### Tarefa 1
Informe cada linha das entradas em que aparece a palavra "dirt", levando em conta maiúsculas e minúsculas.

### Trecho

===============

MR-8, discreto charme da esquerda armada
MR-8, o discreto charme da esquerda em armas
Três fases da DI-GB: pré-1964, pós-1967 e depois de 1972, no Chile, exílio
Renato Dias
Charles Burke Elbrick, nascido em 25 de março de 1908, em Louisville, EUA, circulava com o seu motorista no carro oficial da Embaixada dos EUA, no Rio de Janeiro. Logo vê o seu veículo ser abalroado e interceptado. De cara, leva uma pancada na testa. O diplomata acabava de ser capturado. Por um consórcio revolucionário. Não é sequestro, tipificado como crime comum. Tratava – se de uma operação revolucionária. Dia 4 de setembro de 1969. Para libertar 15 presos políticos e divulgar um manifesto nos conglomerados de comunicação. O texto era de autoria de Franklin Martins. ‘Olho por olho. Dente por dente’. Assim terminava o documento. Assinado pela ALN e o MR-8. Até então uma organização fora do radar da ditadura civil e militar no Brasil.
Como a ALN, de Carlos Marighella e Joaquim Câmara Ferreira, o MR-8 também é uma ruptura do PCB. A sigla da foice e do martelo fundada em 25 de março de 1922, em Niterói, por nove operários. Pós-revolução socialista de 25 de outubro ou 7 de novembro de 1917, como anota o novo calendário, na Rússia. O primeiro mal-estar que leva à criação de um núcleo de estudantes da Guanabara distante das diretrizes do Comitê Central, sob a hegemonia do Cavaleiro da Esperança, Luiz Carlos Prestes, é sentido antes ao golpe de Estado civil e militar de 1964. Por alunos da Faculdade Nacional de Filosofia. O embrião, pré-1964, sem organicidade nem capilaridade, era formado por Vladimir Palmeira, Jorge Eduardo Saavedra Durão e Jorge Vilain.
O PCB, tanto em 1958 quanto no seu V Congresso, elabora a rotulada Teoria das Duas Etapas. Com uma visão dualista. De um suposto Brasil semifeudal. O que requer, como tática e estratégia, primeiro, uma revolução democrática nacional. Com a burguesia. Segundo, uma transição pacífica ao socialismo. Tempos de guerra fria e de coexistência pacífica [1945-1991]. O corolário da análise é a adesão a João Belchior Marques Goulart, presidente da República que assumira o poder com a renúncia da etílica vassoura Jânio da Silva Quadros, em 25 de agosto de 1961. Uma tentativa de autogolpe fracassada. Jango, ex-zagueiro das categorias de base do Internacional de Porto Alegre, gaúcho de São Borja, graduado em Direito, proprietário rural.

===============

### Tarefa 2
Copie a parte do texto sobre o MR-8 acima, começando em "O PCB, tanto" e indo até "Direito, proprietário rural.".

### Entradas fornecidas
===============

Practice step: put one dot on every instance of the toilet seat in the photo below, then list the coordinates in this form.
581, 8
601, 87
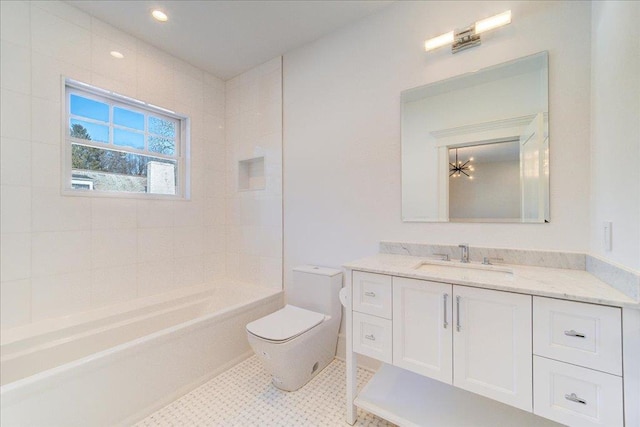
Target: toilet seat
285, 324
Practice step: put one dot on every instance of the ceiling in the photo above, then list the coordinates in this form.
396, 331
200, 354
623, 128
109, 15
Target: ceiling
227, 38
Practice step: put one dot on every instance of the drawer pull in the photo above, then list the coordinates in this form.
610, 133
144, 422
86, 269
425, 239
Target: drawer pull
444, 297
573, 333
572, 397
458, 314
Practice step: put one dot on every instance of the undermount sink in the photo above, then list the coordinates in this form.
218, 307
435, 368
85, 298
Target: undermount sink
468, 270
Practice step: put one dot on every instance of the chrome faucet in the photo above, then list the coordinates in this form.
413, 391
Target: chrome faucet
465, 252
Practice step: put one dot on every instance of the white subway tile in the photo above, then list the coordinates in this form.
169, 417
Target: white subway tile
155, 213
155, 244
59, 38
53, 212
189, 271
188, 241
108, 213
102, 62
271, 272
65, 11
113, 248
16, 115
15, 73
56, 253
249, 269
15, 256
102, 29
214, 267
46, 126
215, 239
15, 22
15, 209
113, 284
15, 303
46, 76
15, 162
189, 213
60, 295
155, 277
45, 165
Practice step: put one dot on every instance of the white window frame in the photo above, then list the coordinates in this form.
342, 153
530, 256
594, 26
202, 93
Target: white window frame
182, 146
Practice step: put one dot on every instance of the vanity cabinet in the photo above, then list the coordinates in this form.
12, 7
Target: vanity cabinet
492, 344
558, 359
476, 339
577, 367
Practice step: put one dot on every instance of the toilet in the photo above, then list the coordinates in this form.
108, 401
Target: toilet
296, 342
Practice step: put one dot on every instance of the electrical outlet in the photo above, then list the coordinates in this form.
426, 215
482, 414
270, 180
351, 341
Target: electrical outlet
607, 235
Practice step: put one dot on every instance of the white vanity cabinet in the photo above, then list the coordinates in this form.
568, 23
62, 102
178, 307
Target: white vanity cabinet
577, 366
492, 344
560, 360
475, 339
422, 325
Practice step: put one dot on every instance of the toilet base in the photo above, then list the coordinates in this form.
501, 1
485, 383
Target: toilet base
296, 362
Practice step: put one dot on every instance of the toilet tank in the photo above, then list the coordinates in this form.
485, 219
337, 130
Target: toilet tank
316, 288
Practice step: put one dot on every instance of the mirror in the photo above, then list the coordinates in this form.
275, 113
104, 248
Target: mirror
475, 148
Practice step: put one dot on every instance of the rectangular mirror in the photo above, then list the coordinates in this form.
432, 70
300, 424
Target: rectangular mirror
475, 148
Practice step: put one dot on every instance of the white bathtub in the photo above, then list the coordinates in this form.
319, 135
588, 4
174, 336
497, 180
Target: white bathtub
114, 366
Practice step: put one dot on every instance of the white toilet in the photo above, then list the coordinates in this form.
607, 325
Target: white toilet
299, 340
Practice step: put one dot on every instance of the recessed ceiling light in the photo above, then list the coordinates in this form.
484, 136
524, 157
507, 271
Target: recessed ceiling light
160, 15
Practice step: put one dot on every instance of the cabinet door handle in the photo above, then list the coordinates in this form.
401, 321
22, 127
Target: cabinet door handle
445, 296
572, 397
573, 333
458, 313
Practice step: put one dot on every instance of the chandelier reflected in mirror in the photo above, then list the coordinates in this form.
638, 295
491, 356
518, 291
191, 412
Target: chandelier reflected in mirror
458, 168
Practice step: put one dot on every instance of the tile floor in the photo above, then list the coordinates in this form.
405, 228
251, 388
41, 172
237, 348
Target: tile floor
243, 396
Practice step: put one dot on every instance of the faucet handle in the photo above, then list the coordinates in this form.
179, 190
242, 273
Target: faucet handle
487, 260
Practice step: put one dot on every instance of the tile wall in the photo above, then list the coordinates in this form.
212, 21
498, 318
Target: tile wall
62, 255
254, 217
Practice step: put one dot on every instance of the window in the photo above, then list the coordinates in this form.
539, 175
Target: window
115, 144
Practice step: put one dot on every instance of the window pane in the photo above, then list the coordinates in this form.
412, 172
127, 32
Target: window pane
89, 108
128, 139
108, 170
162, 127
86, 130
162, 145
128, 118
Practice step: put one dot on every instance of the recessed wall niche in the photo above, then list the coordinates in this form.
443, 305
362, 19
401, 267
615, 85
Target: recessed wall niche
251, 174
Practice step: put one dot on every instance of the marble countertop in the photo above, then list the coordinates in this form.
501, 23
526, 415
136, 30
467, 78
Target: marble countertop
576, 285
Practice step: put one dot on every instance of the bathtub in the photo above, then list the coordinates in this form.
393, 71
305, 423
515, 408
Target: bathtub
114, 366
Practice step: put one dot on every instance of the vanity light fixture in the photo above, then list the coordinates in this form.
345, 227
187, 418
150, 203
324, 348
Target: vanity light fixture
457, 168
464, 38
159, 15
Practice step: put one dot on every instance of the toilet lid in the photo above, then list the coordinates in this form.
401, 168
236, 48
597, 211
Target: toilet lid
284, 324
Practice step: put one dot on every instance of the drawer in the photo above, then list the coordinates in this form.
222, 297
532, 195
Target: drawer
576, 396
588, 335
372, 294
372, 336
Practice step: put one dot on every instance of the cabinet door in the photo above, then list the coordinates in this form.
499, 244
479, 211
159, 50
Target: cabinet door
492, 345
422, 327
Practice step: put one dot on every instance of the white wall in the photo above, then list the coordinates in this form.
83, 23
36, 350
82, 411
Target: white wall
342, 127
254, 217
615, 130
62, 255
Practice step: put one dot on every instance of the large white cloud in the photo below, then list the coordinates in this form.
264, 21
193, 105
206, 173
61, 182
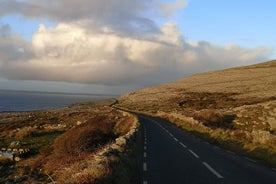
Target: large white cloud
71, 53
109, 43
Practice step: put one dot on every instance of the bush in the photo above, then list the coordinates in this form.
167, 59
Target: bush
86, 137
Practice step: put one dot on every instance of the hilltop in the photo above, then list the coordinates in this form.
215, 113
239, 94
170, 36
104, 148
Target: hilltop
235, 108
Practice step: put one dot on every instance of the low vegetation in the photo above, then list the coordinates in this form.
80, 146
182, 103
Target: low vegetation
234, 108
86, 143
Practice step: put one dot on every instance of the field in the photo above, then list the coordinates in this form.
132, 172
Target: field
85, 143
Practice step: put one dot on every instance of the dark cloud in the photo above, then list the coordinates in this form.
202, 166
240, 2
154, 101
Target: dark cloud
109, 43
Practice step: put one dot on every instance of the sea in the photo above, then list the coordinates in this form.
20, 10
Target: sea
16, 101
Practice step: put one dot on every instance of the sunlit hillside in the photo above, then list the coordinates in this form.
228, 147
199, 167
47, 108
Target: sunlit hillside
236, 107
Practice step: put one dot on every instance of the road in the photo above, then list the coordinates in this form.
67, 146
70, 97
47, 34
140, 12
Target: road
173, 156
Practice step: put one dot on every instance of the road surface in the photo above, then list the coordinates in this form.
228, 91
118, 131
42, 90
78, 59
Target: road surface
173, 156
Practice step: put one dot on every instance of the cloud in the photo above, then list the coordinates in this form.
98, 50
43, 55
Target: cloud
71, 53
112, 43
125, 16
169, 8
12, 48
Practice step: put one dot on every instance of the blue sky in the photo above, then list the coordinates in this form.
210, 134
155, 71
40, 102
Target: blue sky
80, 46
249, 23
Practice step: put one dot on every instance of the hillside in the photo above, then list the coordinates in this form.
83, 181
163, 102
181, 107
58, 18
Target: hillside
236, 106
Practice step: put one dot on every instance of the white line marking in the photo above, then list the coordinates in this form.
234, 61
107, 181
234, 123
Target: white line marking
145, 166
212, 170
193, 153
183, 145
249, 159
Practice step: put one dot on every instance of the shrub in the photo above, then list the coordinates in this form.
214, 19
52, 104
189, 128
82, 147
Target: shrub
86, 137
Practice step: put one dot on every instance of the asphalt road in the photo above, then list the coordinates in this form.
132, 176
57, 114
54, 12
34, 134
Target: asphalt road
173, 156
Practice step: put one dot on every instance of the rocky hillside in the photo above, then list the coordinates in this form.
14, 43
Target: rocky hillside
248, 92
235, 108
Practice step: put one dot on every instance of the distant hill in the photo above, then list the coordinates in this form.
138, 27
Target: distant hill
234, 108
248, 92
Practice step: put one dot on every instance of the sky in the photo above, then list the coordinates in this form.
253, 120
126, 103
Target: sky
114, 47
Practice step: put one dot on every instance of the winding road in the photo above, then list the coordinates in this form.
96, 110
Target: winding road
173, 156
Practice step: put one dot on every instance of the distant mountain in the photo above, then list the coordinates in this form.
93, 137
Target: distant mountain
248, 92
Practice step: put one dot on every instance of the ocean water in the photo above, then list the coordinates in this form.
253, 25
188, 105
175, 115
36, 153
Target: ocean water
29, 101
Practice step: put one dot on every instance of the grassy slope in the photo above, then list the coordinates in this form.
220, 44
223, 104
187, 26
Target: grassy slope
235, 108
79, 144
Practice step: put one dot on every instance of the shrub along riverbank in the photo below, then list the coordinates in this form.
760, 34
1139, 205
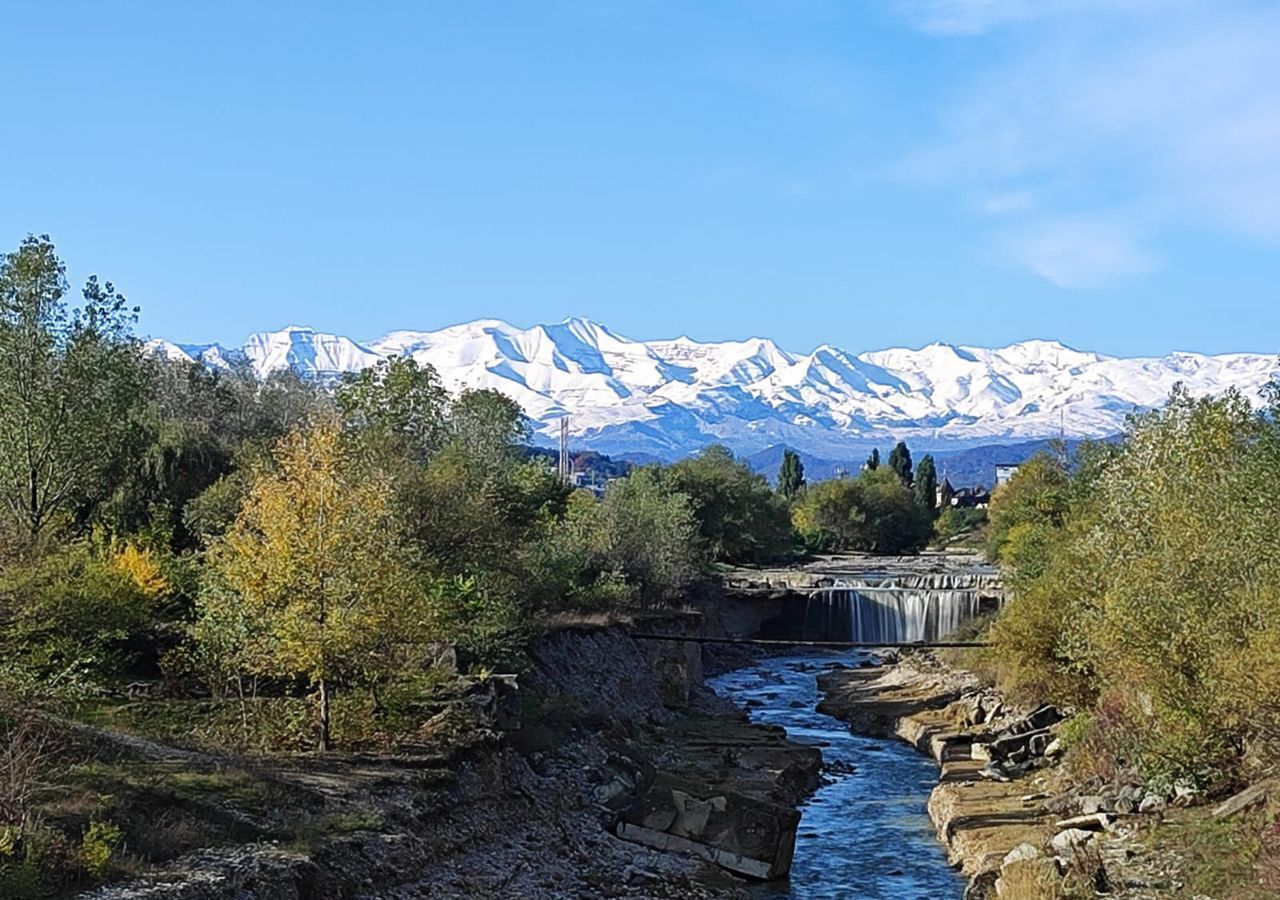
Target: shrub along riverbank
1146, 593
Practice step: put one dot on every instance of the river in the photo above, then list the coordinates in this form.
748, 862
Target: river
864, 835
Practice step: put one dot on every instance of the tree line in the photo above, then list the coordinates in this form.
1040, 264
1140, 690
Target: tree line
1146, 590
164, 520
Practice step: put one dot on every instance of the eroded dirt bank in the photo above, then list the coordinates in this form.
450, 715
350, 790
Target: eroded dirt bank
615, 738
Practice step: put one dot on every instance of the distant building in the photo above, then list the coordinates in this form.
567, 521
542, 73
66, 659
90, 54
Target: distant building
1005, 471
964, 498
945, 493
970, 498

===============

### Resposta 1
Practice step: put one dot on every instance of the eroded dirt bank in the photo above, then list the coordinates in this form.
Target: eroded dirt bank

### Resposta 2
O PCB, tanto em 1958 quanto no seu V Congresso, elabora a rotulada Teoria das Duas Etapas. Com uma visão dualista. De um suposto Brasil semifeudal. O que requer, como tática e estratégia, primeiro, uma revolução democrática nacional. Com a burguesia. Segundo, uma transição pacífica ao socialismo. Tempos de guerra fria e de coexistência pacífica [1945-1991]. O corolário da análise é a adesão a João Belchior Marques Goulart, presidente da República que assumira o poder com a renúncia da etílica vassoura Jânio da Silva Quadros, em 25 de agosto de 1961. Uma tentativa de autogolpe fracassada. Jango, ex-zagueiro das categorias de base do Internacional de Porto Alegre, gaúcho de São Borja, graduado em Direito, proprietário rural.